I was told by local colleagues that Ayam Goreng Yogya is the best in town - the other one is Ayam Goreng Tenes (near the town's tennis centre).
Of course, the standards are not as good as those at my fave ayam goreng spot, Ny. Suharti in Jakarta & Surabaya (never tried it in its hometown of Jogjakarta).
The chicken looks incredible and the description sounds amazing. Heh, no feet this time?
Regarding pete (stink-beans): Is that what PETAI is called in Indionesia? I've always known these beans (assuming they are the same as what I have in mind) as "petai". My mother even had a petai tree in the backyard.
They used "ayam kampung" - small free-range chickens which yielded intense-flavored meat, a must for ayam goreng. There's a parboiling process which I think would have softened the chickens' claws/feet, so during the deep-frying process, the claws/feet partially disintegrated?

**********

§ GOALS
**A)** Translate this sentence from the ayam goreng text into Spanish: "My mother even had a petai tree in the backyard."
**B)** For each statement, say whether it agrees with the ayam goreng text. Answer yes or no and quote the deciding words. (i) The text says Ny. Suharti was tried in its hometown of Jogjakarta. (ii) Ayam Goreng Tenes is located near the town's tennis centre. (iii) Ayam kampung are large caged chickens.
**C)** Based on the ayam goreng text, explain why ayam kampung was used for the dish.
The data that comes next is separate material and is not part of the ayam goreng text.

**********

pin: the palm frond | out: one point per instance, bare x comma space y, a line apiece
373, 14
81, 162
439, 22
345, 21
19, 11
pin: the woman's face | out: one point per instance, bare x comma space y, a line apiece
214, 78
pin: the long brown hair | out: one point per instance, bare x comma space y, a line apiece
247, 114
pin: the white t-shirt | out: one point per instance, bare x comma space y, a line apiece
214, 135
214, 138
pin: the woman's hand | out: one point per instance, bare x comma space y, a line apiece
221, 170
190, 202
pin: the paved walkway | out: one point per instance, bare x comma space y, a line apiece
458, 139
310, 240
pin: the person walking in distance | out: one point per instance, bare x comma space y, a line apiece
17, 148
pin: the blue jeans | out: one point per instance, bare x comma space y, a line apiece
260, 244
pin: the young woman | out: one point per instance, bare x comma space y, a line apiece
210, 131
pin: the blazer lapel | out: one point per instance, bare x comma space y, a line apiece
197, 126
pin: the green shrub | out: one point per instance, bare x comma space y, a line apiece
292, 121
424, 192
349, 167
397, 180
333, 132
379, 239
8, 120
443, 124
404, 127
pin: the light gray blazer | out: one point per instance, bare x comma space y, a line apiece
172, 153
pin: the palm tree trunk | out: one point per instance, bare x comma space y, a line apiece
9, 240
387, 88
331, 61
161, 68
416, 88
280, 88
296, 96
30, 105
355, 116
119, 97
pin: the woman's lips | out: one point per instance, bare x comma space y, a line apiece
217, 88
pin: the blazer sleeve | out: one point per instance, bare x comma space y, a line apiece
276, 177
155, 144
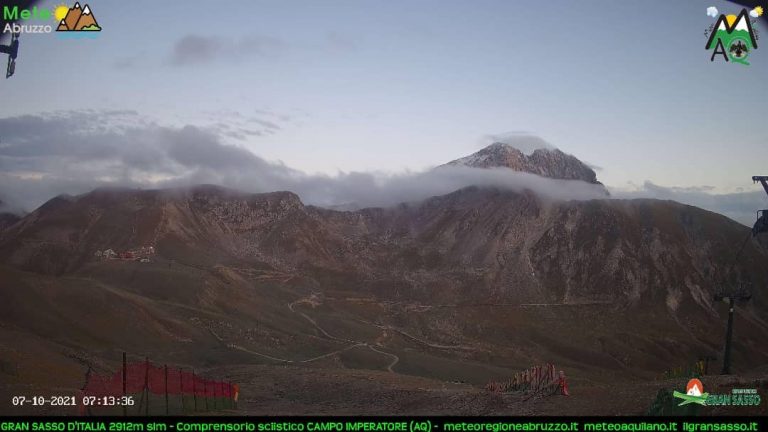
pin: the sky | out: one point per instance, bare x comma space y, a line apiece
354, 93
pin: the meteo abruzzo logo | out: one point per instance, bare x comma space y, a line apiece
75, 20
732, 37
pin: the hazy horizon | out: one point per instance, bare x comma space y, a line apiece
336, 92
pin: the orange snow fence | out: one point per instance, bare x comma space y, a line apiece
141, 387
538, 379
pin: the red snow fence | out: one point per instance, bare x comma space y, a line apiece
145, 388
542, 380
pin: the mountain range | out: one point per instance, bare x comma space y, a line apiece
468, 286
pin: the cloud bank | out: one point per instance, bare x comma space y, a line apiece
73, 152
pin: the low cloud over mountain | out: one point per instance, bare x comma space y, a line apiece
73, 152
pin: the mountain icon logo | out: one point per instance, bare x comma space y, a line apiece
76, 18
694, 393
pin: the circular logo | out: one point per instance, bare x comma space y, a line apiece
694, 387
738, 48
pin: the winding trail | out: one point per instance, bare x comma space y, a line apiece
353, 343
394, 362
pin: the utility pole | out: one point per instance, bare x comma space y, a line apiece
741, 295
12, 50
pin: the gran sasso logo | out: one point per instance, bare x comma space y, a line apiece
694, 393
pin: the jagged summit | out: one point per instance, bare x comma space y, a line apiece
544, 161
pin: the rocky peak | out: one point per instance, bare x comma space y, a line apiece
544, 161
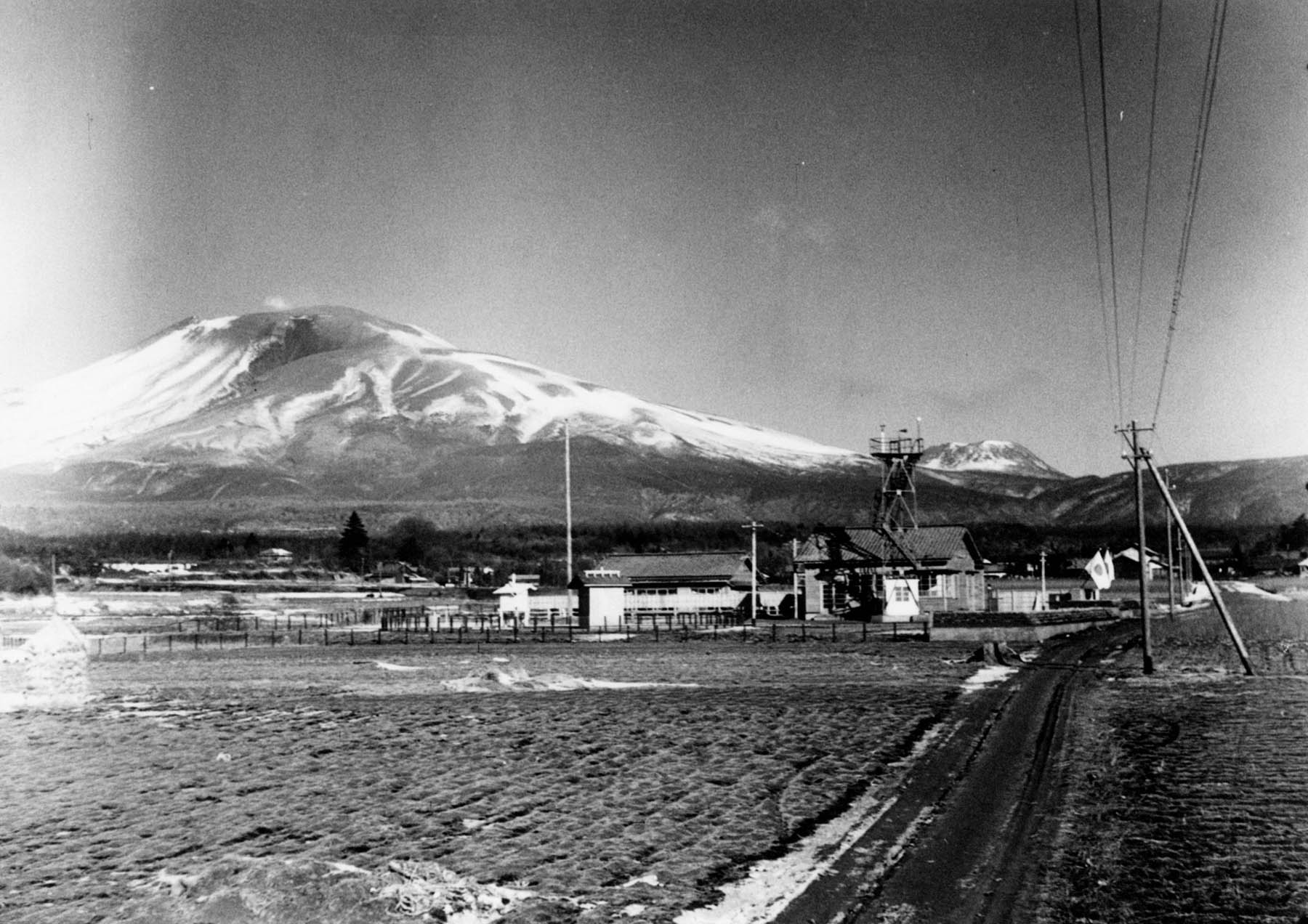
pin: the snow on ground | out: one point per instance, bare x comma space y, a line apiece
993, 673
1246, 587
771, 885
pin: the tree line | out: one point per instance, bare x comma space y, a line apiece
496, 551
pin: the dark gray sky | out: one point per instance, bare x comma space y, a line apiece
811, 216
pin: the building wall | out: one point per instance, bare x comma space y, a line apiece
601, 608
938, 591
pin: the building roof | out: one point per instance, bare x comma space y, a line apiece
933, 546
682, 567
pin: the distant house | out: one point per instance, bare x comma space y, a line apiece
516, 596
889, 575
683, 582
603, 598
398, 572
1126, 564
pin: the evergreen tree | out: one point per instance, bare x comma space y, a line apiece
353, 541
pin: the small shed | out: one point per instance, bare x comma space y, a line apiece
602, 598
516, 596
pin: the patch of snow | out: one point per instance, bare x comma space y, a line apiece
993, 673
771, 885
1254, 590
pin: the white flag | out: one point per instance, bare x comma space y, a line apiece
1099, 572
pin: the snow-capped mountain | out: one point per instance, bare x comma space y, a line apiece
294, 390
990, 455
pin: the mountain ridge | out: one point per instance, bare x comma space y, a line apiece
335, 404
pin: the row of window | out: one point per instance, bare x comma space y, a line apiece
837, 595
670, 591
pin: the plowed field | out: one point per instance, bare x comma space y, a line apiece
222, 769
1188, 788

**********

§ SET OF ANSWERS
**A)** Mi madre incluso tenía un árbol de petai en el patio trasero.

**B)**
(i) No: "never tried it in its hometown of Jogjakarta"
(ii) Yes: "Ayam Goreng Tenes (near the town's tennis centre)"
(iii) No: "small free-range chickens"

**C)** Ayam kampung are small free-range chickens that yield intensely flavored meat. The text treats this as essential, calling them "a must for ayam goreng."